- WHAT TO PRODUCE: The full listing is to be written out again, unchanged.

+++ PROVIDED RECORDS +++

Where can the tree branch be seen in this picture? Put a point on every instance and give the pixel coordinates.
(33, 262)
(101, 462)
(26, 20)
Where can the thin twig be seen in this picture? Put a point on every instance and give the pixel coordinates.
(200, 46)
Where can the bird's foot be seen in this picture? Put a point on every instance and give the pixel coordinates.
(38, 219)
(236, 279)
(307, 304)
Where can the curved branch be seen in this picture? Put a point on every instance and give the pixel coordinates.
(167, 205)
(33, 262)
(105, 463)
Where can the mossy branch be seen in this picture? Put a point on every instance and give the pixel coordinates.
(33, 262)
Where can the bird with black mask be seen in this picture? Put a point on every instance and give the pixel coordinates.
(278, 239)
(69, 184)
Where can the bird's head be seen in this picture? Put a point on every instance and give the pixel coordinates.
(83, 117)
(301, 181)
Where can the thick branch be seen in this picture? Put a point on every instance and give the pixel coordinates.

+++

- TASK OUTPUT:
Where can the tree branch be seen in this picture? Put a point on every instance and give the pixel coordinates.
(33, 262)
(101, 462)
(26, 20)
Where can the thin twig be seen in this picture? Put a point on every instance and give the pixel coordinates.
(200, 46)
Where can the bird's foot be seen in this picture? Put a point on every instance and give the pixel coordinates.
(38, 219)
(236, 279)
(307, 304)
Where can the curved branch be seen in this picture? Put a point on every instance and give the pixel coordinates.
(167, 205)
(33, 262)
(105, 463)
Where can the mossy branch be seen in this picture? Put a point on every instance and give the pixel coordinates.
(33, 262)
Where can the bird with black mask be seen in this picture? Put a point on every instance and give the pixel coordinates.
(278, 239)
(69, 184)
Where can the bird's head be seen in this picture? Put a point on every instance and give the pixel coordinates.
(83, 117)
(301, 181)
Where can the thick branch be seen in this picture? Put a point on every instance and give the pixel coordinates.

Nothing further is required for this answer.